Manuel and Stephane tell me that all of this is built on a foundation of enhanced functional safety and security, including support for NIST-standardized Post-Quantum Cryptography (PQC) secure boot.
It’s important to note that these second-generation Versal AI Edge Series Gen 2 devices are not intended to replace the first generation, but instead to extend the entire portfolio’s computational, application, and market footprints.
The new second generation devices expand the Versal portfolio (Source: AMD)
Where these new devices really score over their predecessors is in Dhrystone MIPS (DMIPS). This is, in part, achieved by offering new native data type support, including FP8, FP16, MX6 and MX9, where the “MX” types feature shared exponents, thereby reducing the number of bits per element.
It’s also important to note that these new devices are geared up to handle applications that demand Safety Integrity Level (SIL) 3 and Automotive SIL (ASIL-D) risk classification and certification.
Versal AI Edge Series Gen 2 devices have us covered (Source: AMD)
In fact, this impinges on the programmable network-on-chip (NoC), which is used to connect everything together. The reason for the “programmable” qualifier (which is achieved by means of a NoC Compiler utility) is to prevent stalling and to provide guaranteed bandwidth and quality-of-service (QoS). Also, the folks at AMD have added redundancy in the NoC path from the Processor System (PS) to the DDR memory controllers to achieve ASIL-D and SIL 3 random fault safety levels.
Last, but certainly not least, we shouldn’t neglect AMD’s design tools for these devices. These tools support designers working at multiple levels of abstraction, from Vivado for hardware developers working with Verilog and/or VHDL RTL, to Vitis for software developers working with C++, to Vitis AI for AI and data scientists working with PyTorch, TensorFlow, ONNX, Triton, etc.
Multi-layered tool stack (Source: Max Maxfield)
I tell you; if I had any idea that this was where things would end up back in 1984 when the folks at Xilinx started talking about their first FPGA… I would have bought a lot of Xilinx stock! How about you? What do you think about all of this?
···
DIRECTIVE 1: Report each line in the entries below that contains the word "large".

Position identification entries:
···
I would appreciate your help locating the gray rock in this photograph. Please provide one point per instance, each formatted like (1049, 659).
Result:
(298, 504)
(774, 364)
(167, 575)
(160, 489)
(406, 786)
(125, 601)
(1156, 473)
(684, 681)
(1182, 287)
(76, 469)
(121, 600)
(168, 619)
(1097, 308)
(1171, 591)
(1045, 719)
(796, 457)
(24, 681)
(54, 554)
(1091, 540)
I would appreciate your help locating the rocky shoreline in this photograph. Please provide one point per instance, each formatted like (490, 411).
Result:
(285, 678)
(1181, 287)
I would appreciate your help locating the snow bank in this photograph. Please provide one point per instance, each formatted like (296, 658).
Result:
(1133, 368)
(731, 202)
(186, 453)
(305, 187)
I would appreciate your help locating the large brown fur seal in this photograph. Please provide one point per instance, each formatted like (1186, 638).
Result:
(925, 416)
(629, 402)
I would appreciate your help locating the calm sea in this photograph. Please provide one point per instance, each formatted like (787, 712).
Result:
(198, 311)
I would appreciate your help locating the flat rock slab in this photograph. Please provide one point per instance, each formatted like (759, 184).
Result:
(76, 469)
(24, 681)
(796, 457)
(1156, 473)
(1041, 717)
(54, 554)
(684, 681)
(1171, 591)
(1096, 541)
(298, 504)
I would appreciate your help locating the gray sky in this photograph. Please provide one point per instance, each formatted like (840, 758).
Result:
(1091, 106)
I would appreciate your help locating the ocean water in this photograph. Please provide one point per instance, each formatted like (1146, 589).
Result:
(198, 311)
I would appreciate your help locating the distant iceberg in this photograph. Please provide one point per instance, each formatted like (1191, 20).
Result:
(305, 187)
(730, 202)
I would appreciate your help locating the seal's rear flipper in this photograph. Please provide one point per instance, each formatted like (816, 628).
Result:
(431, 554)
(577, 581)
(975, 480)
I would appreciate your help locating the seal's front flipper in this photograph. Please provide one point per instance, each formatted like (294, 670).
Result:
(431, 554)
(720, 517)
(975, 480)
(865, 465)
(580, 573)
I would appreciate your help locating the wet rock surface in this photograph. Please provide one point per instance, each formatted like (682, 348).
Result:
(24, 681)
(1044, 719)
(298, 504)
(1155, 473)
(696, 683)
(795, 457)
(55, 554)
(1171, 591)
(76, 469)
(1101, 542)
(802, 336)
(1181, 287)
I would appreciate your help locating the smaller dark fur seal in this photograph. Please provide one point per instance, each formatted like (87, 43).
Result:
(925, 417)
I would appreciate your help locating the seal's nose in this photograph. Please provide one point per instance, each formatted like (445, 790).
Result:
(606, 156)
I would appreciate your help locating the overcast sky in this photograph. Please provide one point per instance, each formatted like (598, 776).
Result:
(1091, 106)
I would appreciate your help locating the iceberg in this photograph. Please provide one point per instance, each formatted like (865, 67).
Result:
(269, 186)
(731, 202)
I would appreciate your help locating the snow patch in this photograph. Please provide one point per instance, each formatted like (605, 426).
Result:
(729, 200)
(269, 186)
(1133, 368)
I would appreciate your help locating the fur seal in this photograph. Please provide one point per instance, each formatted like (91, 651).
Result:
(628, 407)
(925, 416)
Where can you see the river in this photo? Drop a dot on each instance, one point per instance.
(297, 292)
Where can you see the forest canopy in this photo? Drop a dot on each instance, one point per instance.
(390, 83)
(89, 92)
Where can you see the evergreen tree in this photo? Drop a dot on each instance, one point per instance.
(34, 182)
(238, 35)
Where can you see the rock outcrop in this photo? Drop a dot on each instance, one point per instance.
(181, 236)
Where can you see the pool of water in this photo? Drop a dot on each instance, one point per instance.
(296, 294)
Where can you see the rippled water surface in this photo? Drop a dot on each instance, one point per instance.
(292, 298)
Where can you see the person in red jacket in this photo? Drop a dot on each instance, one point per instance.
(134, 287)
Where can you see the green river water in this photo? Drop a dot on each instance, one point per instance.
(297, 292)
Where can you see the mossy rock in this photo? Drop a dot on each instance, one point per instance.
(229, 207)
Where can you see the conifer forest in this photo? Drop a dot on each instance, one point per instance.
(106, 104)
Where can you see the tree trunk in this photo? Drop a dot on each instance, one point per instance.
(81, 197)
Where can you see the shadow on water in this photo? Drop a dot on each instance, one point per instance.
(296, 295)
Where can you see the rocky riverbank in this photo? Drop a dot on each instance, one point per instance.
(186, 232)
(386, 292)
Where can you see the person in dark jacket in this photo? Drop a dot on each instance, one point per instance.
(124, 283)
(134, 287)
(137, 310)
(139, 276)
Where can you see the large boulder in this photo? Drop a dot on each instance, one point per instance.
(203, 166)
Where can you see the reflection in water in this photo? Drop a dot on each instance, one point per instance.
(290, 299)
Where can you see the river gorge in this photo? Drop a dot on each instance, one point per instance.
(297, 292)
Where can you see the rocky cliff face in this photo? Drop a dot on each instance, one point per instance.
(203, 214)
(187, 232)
···
DIRECTIVE 2: In the excerpt about AMD's Versal AI Edge Series Gen 2 devices, which design tool serves hardware developers working with Verilog and/or VHDL RTL?

EXERCISE ANSWER 1:
I would appreciate your help locating the large brown fur seal in this photograph. Please provide one point per instance, each formatted like (1186, 638).
Where can you see the large boulder in this photo? Drop a dot on each instance, one point per instance.

EXERCISE ANSWER 2: Vivado